Exercise materials
— start —

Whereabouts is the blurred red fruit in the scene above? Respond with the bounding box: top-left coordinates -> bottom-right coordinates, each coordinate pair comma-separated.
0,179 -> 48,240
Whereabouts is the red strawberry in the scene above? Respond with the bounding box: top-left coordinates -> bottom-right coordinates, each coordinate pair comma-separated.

— end —
— start —

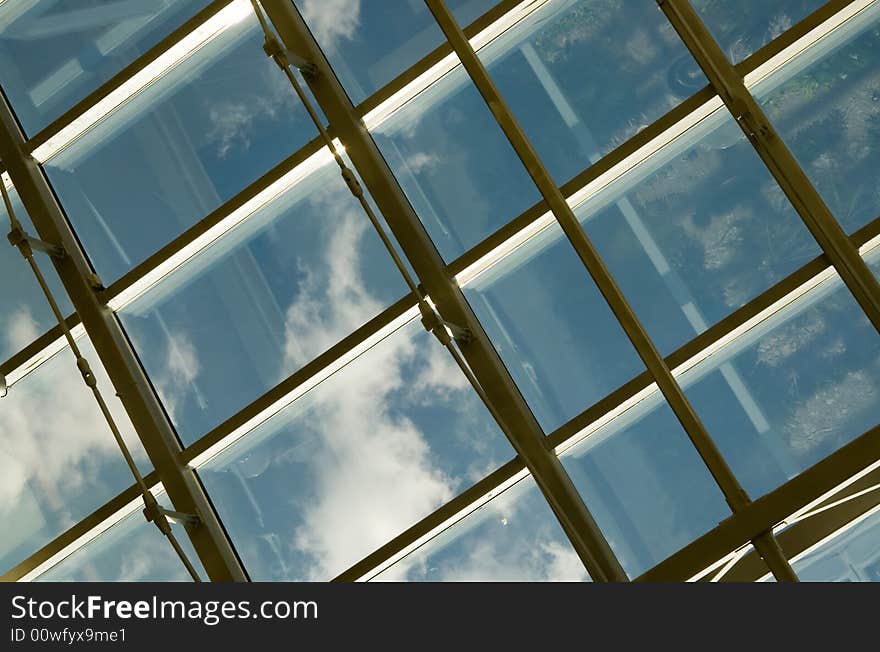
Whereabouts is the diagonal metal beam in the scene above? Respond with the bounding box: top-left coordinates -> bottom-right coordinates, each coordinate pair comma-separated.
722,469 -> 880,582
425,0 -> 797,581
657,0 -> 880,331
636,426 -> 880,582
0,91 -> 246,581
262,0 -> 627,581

— end —

Task directions
Please gather every line in the entries above that contains the word "bounding" and copy each one in full.

Reply to the task
Whereabouts is the blurred red fruit in the scene above? Respond with the bounding box: top-left coordinates -> bottom-right coordinates, each coordinate pair comma-separated.
Whereabouts is the red strawberry in the scene above? Respond with the bounding box: top-left coordinates -> bottom-right coordinates, each coordinate pair comma-separated.
Whereabouts is the diagonal metal beam in the scene above? Respond with the bounding box: top-left coordinates -> bottom-right coordinates, each coordinate pair comma-separated.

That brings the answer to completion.